» **提示された文章**:
========

ラシュスとヴィオレ=ル=デュックの修復

鉛板葺きの屋根 © Benjamin Mouton

尖塔とトランセプトの南側ファサード © Benjamin Mouton

南バラ窓 © Benjamin Mouton

西側ファサードのゲート © Benjamin Mouton

中央玄関、タンパン、トリュモ、柱像 © Benjamin Mouton

王のギャラリーの彫像 © Benjamin Mouton

ラシュスとヴィオレ=ル=デュックの業績

ベンジャマン・ムートン (訳:河野俊行)

国が指示した大聖堂修復作業プログラムには、次の3項目が挙げられていた。

緊急修理

  • 用途に応じた石材の取り換え:建物の一般的な面には堅固な石、外部に露出した面 (テラス、コーニス、エンタブラチュア) には硬質な石、彫刻には肌理細かい石。
  • 屋根修理:鉛葺きの高屋根、及び低位置の石造テラス。
  • トランセプト (袖廊) 南翼のたわんだバラ窓と破風の復旧。
  • 外部及び内部の金属製タイロッドによるクワイヤの補強、トランセプト (袖廊) 南面ファサードの補強、身廊とクワイヤのフレームの補強。

修復

  • 中世のファサード修復:西正面3つのポルタイユ (玄関) の彫像と柱の修復、その中央ポルタイユ (玄関) のタンパン (玄関扉の頭上、梁とアーチに囲まれた部分) とトゥルモ (玄関扉の中柱) の修復、「王のギャラリー」の彫像の修復 (彫像の中にはラシュスとヴィオレ=ル=デュックに似せたものがある)。装飾が施された蝶番付き扉も修復し、完成する。
  • 塔では、17世紀の木材を再利用し、高さ25mの鐘楼を南塔に再建。1753年に聖職者によって破壊され、透明な窓に変えられた中世の多色彩飾の窓の復活。

荘厳 (創作)

  • 聖具室 (1831年の暴動で破壊) を、歴史的記念物委員会のガイドラインに従い、アンビュラトリ― (祭壇後部の歩廊) に設置された祭室のスタイルで復元。
  • 1787年に破壊された建物各所の突出部分を、構造上の理由により (ピナクル (小尖塔))、また、機能上の理由 (ガーゴイル (樋嘴)) や建築上の理由 (キメラ、キュロ、フック) により復元。これらのうち、「ストリージュ (訳注:半人半鳥で吸血する魔物)」の像は世界的に有名。

========

ラベル付き物体の位置指定データ
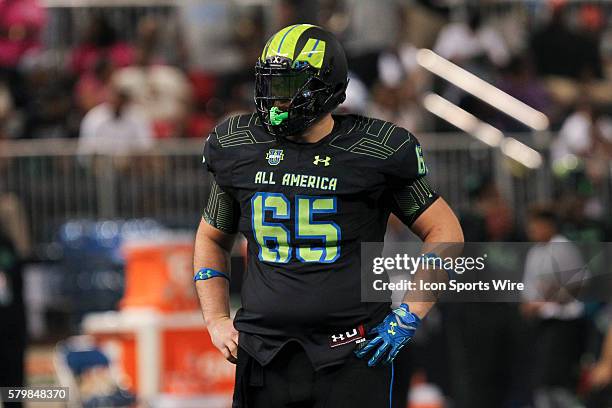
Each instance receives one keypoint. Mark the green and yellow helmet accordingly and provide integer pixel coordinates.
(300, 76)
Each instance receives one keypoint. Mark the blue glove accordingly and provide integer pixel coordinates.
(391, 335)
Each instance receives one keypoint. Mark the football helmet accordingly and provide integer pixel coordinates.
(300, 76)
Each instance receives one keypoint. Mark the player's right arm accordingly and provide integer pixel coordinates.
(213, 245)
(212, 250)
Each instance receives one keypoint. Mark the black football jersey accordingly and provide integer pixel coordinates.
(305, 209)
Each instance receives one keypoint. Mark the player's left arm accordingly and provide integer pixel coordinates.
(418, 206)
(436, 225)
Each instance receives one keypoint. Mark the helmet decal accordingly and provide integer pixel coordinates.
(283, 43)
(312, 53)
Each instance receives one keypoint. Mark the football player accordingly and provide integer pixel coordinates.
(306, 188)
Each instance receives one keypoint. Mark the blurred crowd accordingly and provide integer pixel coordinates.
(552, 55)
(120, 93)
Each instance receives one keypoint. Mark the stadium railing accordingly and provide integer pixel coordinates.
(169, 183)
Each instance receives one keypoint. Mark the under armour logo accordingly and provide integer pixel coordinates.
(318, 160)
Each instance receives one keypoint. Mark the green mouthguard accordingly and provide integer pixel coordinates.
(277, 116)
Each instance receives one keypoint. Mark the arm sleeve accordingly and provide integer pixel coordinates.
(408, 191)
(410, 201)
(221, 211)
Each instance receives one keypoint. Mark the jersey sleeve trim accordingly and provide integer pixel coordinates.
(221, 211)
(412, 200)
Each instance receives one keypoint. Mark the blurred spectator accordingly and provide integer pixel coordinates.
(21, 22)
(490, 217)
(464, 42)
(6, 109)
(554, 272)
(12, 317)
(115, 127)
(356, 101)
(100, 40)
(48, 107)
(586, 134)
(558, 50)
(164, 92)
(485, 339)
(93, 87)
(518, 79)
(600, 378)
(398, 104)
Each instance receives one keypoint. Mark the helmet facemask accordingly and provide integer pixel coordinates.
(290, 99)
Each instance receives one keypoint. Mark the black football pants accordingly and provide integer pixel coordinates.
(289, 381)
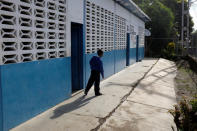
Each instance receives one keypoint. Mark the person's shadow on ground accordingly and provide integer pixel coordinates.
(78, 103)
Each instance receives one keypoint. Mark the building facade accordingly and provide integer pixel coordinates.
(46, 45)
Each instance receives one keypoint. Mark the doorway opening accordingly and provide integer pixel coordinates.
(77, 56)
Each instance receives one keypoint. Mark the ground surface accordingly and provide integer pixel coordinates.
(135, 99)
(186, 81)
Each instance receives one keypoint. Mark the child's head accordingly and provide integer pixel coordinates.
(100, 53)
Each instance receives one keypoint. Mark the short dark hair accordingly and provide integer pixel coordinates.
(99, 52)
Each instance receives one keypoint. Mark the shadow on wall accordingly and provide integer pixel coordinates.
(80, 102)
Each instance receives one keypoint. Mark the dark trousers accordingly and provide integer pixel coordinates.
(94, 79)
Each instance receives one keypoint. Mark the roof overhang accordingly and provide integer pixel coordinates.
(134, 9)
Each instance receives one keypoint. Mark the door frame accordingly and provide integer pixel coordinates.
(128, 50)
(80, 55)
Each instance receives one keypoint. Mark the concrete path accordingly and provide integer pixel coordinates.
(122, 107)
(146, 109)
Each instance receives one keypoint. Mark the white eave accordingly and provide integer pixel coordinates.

========

» **課題の要件**:
A. 大聖堂修復に関する文章によると、南塔に再建された鐘楼の高さは何メートルですか。
B. 大聖堂修復に関する文章について、最後の文の後に続く部分を書いてください。

» **課題別の結果**:
A. 25メートルです。

B.
    *訳注:キメラ-装飾目的で設置される架空の怪物、キュロ-円柱の起共部、通常怪獣や植物の彫刻が施される、フック-拳葉飾り。ゴシック様式の柱頭の四隅などの装飾に用いられる

  • 石製 (祭壇、台座)、金属製 (建物内装に用いられた格子) 及び木製 (告解室、ベンチ) の典礼用家具の修復。18世紀に漆喰で覆われていたゴシック様式の多色彩の壁面装飾の修復。これはヴィオレ=ル=デュックによって修復され、20世紀になって一部が取り除かれていた。

中世の尖塔
尖塔は1250年頃に建てられ、特に16世紀に修復されたが、1793年頃、南東に強く傾斜していたために取り壊された。記録はあまり残っていないが、1843年の修復案コンペの時から再建が計画されていた。

屋根裏に保存されていた尖塔の残片を発見したヴィオレ=ル=デュックは、それを分析し、尖塔の枠組みのレイアウトを再構成した (考古学的・歴史的アプローチ)。彼は同時に、構造上の弱点も発見した (構造的アプローチ)。これらの分析の結果、彼は修復プロジェクトとして、13世紀の大工たちの手法に基づき、アミアン大聖堂の例やパリ・ノートルダム大聖堂のスケールに調和させて、また高い方が大聖堂の象徴的な重要性を表現できるという芸術家たちの意見に従って、13メートル伸長した尖塔を建設することを提唱した。

ラシュスやヴィオレ=ル=デュックはやりすぎたのか。

  • 最悪の状態にあった建物の保存に必要であった作業の重要性については、論を待たない。
  • 今日では、現代的創造の観点からモニュメントに対して行う貢献は、充実策として受け入れられているが、ヴィオレ=ル=デュックも同じことをしたにすぎない。にもかかわらず、彼の仕事はなぜ批判されなければならないのだろうか?
  • とりわけヴィオレ=ル=デュックが、彼の死後およそ100年経過後に採択されたヴェニス憲章 (1964年) を読まなかったと批判することはできないし、ヴェニス憲章を発明しなかったことを非難することもできない。他方、我々は、彼の寛大さに感謝しなければなるまい。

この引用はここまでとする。